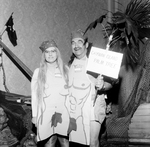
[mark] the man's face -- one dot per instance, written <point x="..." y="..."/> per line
<point x="50" y="54"/>
<point x="78" y="47"/>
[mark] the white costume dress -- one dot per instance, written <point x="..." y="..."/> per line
<point x="54" y="117"/>
<point x="80" y="102"/>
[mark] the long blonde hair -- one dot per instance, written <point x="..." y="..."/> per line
<point x="42" y="74"/>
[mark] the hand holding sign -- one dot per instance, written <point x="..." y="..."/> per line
<point x="104" y="62"/>
<point x="99" y="82"/>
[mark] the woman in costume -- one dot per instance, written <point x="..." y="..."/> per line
<point x="49" y="92"/>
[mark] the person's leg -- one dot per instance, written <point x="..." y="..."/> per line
<point x="52" y="141"/>
<point x="94" y="134"/>
<point x="64" y="142"/>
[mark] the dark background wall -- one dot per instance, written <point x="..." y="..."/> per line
<point x="38" y="20"/>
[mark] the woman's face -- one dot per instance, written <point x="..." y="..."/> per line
<point x="50" y="54"/>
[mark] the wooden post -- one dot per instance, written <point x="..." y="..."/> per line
<point x="109" y="10"/>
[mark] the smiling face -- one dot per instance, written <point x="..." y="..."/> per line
<point x="50" y="54"/>
<point x="78" y="47"/>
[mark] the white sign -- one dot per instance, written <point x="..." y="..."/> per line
<point x="104" y="62"/>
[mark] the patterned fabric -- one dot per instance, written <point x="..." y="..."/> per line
<point x="80" y="102"/>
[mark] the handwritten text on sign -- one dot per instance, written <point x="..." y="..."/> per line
<point x="104" y="62"/>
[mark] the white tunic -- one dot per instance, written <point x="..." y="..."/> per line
<point x="54" y="118"/>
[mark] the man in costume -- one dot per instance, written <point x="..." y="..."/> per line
<point x="85" y="106"/>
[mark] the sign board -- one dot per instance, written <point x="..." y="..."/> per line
<point x="104" y="62"/>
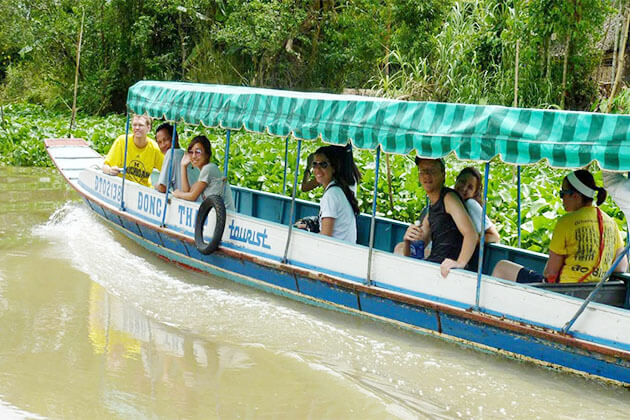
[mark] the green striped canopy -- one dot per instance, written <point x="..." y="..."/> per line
<point x="567" y="139"/>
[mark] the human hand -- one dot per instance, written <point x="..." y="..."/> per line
<point x="446" y="266"/>
<point x="413" y="233"/>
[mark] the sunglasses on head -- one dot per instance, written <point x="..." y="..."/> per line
<point x="322" y="165"/>
<point x="196" y="152"/>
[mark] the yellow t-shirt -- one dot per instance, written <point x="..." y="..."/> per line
<point x="140" y="162"/>
<point x="576" y="236"/>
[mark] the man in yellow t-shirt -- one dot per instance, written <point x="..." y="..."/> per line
<point x="577" y="237"/>
<point x="143" y="153"/>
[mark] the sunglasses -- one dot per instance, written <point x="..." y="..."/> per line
<point x="197" y="152"/>
<point x="322" y="165"/>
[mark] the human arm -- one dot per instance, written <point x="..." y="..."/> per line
<point x="114" y="159"/>
<point x="163" y="180"/>
<point x="456" y="209"/>
<point x="476" y="213"/>
<point x="492" y="235"/>
<point x="414" y="233"/>
<point x="622" y="267"/>
<point x="193" y="193"/>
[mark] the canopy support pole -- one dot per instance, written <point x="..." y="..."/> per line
<point x="170" y="173"/>
<point x="518" y="202"/>
<point x="591" y="295"/>
<point x="292" y="214"/>
<point x="368" y="279"/>
<point x="482" y="241"/>
<point x="227" y="153"/>
<point x="122" y="190"/>
<point x="286" y="165"/>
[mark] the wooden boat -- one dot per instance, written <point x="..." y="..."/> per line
<point x="259" y="247"/>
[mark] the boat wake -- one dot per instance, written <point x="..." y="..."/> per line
<point x="405" y="373"/>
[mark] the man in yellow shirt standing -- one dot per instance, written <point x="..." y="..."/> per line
<point x="143" y="153"/>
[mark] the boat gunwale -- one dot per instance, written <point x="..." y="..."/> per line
<point x="469" y="313"/>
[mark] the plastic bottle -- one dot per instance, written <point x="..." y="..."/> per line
<point x="416" y="248"/>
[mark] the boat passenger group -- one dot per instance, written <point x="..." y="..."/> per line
<point x="584" y="244"/>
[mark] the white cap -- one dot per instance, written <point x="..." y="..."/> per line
<point x="580" y="187"/>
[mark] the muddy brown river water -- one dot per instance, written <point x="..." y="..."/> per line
<point x="94" y="327"/>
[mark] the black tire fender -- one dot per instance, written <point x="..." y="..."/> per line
<point x="211" y="202"/>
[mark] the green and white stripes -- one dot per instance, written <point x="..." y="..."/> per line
<point x="566" y="139"/>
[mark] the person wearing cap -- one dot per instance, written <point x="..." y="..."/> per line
<point x="448" y="227"/>
<point x="141" y="156"/>
<point x="619" y="188"/>
<point x="585" y="241"/>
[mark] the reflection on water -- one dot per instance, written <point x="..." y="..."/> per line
<point x="93" y="326"/>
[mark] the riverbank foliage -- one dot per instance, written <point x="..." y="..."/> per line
<point x="460" y="51"/>
<point x="257" y="161"/>
<point x="443" y="50"/>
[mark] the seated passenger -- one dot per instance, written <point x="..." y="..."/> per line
<point x="143" y="153"/>
<point x="211" y="181"/>
<point x="448" y="227"/>
<point x="585" y="241"/>
<point x="468" y="186"/>
<point x="164" y="134"/>
<point x="338" y="206"/>
<point x="348" y="171"/>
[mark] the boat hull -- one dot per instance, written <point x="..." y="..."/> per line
<point x="431" y="306"/>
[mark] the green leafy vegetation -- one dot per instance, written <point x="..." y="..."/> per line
<point x="459" y="51"/>
<point x="257" y="161"/>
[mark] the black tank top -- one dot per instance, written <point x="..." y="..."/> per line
<point x="446" y="239"/>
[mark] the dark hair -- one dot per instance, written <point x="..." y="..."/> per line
<point x="205" y="143"/>
<point x="587" y="179"/>
<point x="472" y="171"/>
<point x="335" y="155"/>
<point x="169" y="130"/>
<point x="439" y="160"/>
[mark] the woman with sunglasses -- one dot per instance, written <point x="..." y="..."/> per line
<point x="338" y="206"/>
<point x="348" y="171"/>
<point x="210" y="182"/>
<point x="585" y="241"/>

- TO BE DONE -
Restate the listing above word for word, and skip the pictures.

- RESULT BELOW -
[mark] the man's face -- one dot per instance, written <point x="..." y="..."/> per line
<point x="50" y="54"/>
<point x="78" y="47"/>
[mark] the white costume dress -- one dot per instance, written <point x="..." y="..."/> per line
<point x="54" y="117"/>
<point x="80" y="102"/>
[mark] the long blonde hair -- one dot per instance, written <point x="..." y="..."/> per line
<point x="42" y="74"/>
[mark] the hand holding sign -- one dot per instance, written <point x="..." y="..."/> per line
<point x="104" y="62"/>
<point x="99" y="82"/>
[mark] the woman in costume -- one dot per instance, written <point x="..." y="..."/> per line
<point x="49" y="92"/>
[mark] the person's leg -- one dot per instance, written <point x="..." y="..."/> per line
<point x="52" y="141"/>
<point x="94" y="134"/>
<point x="64" y="142"/>
[mark] the dark background wall -- one dot per instance, written <point x="..." y="..."/> per line
<point x="38" y="20"/>
[mark] the woman's face -- one dot per instance, written <point x="..." y="..."/> per line
<point x="50" y="54"/>
[mark] the wooden post -- one dot per instance, written <point x="..." y="..."/> per line
<point x="109" y="10"/>
[mark] the smiling face -- one dot per instance, written <point x="..." y="..."/> per line
<point x="50" y="54"/>
<point x="78" y="47"/>
[mark] the white sign -- one dot per instance, written <point x="..." y="..."/> per line
<point x="104" y="62"/>
[mark] the patterned fabric -- one dot per instance, written <point x="..." y="..."/> per line
<point x="80" y="102"/>
[mark] the handwritten text on sign -- one dot per instance, written <point x="..." y="..."/> per line
<point x="104" y="62"/>
[mark] the white tunic -- one dot per instance, written <point x="..." y="..."/> per line
<point x="54" y="118"/>
[mark] the man in costume -- one dot per instance, written <point x="..." y="..."/> per line
<point x="85" y="106"/>
[mark] the sign board -- one dot per instance, written <point x="..." y="..."/> per line
<point x="104" y="62"/>
[mark] the green striped canopy -- one dot per instance, written <point x="..." y="..."/> per line
<point x="567" y="139"/>
[mark] the human hand -- one dot per instance, written <point x="..." y="..."/> per line
<point x="446" y="266"/>
<point x="413" y="233"/>
[mark] the sunglasses on head -- one dot per instance, written <point x="..." y="..."/> per line
<point x="322" y="165"/>
<point x="196" y="152"/>
[mark] the yellow t-shirt -- one dot per instance, written <point x="..." y="..."/> per line
<point x="140" y="162"/>
<point x="576" y="236"/>
[mark] the man in yellow t-shirt -- one dot per instance, written <point x="..." y="..."/> per line
<point x="577" y="237"/>
<point x="143" y="153"/>
[mark] the sunglasses -- one dot per instance, written <point x="..." y="..."/> per line
<point x="197" y="152"/>
<point x="322" y="165"/>
[mark] the human arm -- one dot per instance, written <point x="..." y="..."/> per line
<point x="114" y="159"/>
<point x="163" y="180"/>
<point x="456" y="209"/>
<point x="476" y="213"/>
<point x="492" y="235"/>
<point x="414" y="233"/>
<point x="622" y="267"/>
<point x="193" y="193"/>
[mark] the canopy support pole -- one dot per instance, written <point x="..." y="..."/> per line
<point x="170" y="173"/>
<point x="518" y="202"/>
<point x="591" y="295"/>
<point x="292" y="214"/>
<point x="368" y="279"/>
<point x="482" y="241"/>
<point x="227" y="153"/>
<point x="122" y="190"/>
<point x="286" y="165"/>
[mark] the wooden boat -- one dot per instance, written <point x="..." y="..."/> per line
<point x="259" y="247"/>
[mark] the boat wake -- one dot per instance, written <point x="..." y="..."/> per line
<point x="405" y="373"/>
[mark] the man in yellow shirt standing -- one dot per instance, written <point x="..." y="..."/> per line
<point x="143" y="153"/>
[mark] the boat gunwale -- one dot per instance, written <point x="..." y="..."/> per line
<point x="469" y="313"/>
[mark] the plastic bottle -- one dot per instance, written <point x="..." y="..."/> per line
<point x="416" y="248"/>
[mark] the boat passenger group -- one dot per instance, written <point x="..." y="..."/> per line
<point x="584" y="244"/>
[mark] the white cap -- one dot per instance, written <point x="..." y="..."/> per line
<point x="580" y="187"/>
[mark] the muddy brown river water -- one dot per instance, written <point x="..." y="..."/> per line
<point x="94" y="327"/>
[mark] the black tire fender -- one dot per instance, written <point x="..." y="..."/> per line
<point x="211" y="202"/>
[mark] the green and white stripes -- one dot per instance, written <point x="..." y="..."/> per line
<point x="566" y="139"/>
[mark] the person wearing cap -- one dot per instance, written <point x="..." y="..."/> per line
<point x="448" y="227"/>
<point x="141" y="156"/>
<point x="619" y="188"/>
<point x="585" y="241"/>
[mark] the reflection on water -- one dot per instance, written <point x="..." y="..."/> per line
<point x="93" y="326"/>
[mark] the riverbank foliage -- one dot per instance, written <point x="..." y="..."/> per line
<point x="460" y="51"/>
<point x="257" y="161"/>
<point x="443" y="50"/>
[mark] the seated passenger -- one dot per instance, written <point x="..." y="..."/> per line
<point x="143" y="153"/>
<point x="211" y="181"/>
<point x="448" y="227"/>
<point x="585" y="241"/>
<point x="468" y="186"/>
<point x="164" y="134"/>
<point x="338" y="206"/>
<point x="348" y="171"/>
[mark] the boat hull -- one dot per instance, written <point x="..." y="..."/> per line
<point x="431" y="306"/>
[mark] the green leafy vegetation -- one dot per instance, written <point x="..." y="..."/> per line
<point x="459" y="51"/>
<point x="257" y="161"/>
[mark] the black tank top -- one dot per instance, written <point x="..." y="..."/> per line
<point x="446" y="239"/>
[mark] the dark hair -- one dot per instance, written <point x="..." y="..."/> per line
<point x="205" y="143"/>
<point x="587" y="179"/>
<point x="472" y="171"/>
<point x="335" y="155"/>
<point x="169" y="130"/>
<point x="439" y="160"/>
[mark] the woman with sunglasses -- one dot per instance, written <point x="..." y="..."/> per line
<point x="338" y="206"/>
<point x="348" y="171"/>
<point x="210" y="182"/>
<point x="585" y="241"/>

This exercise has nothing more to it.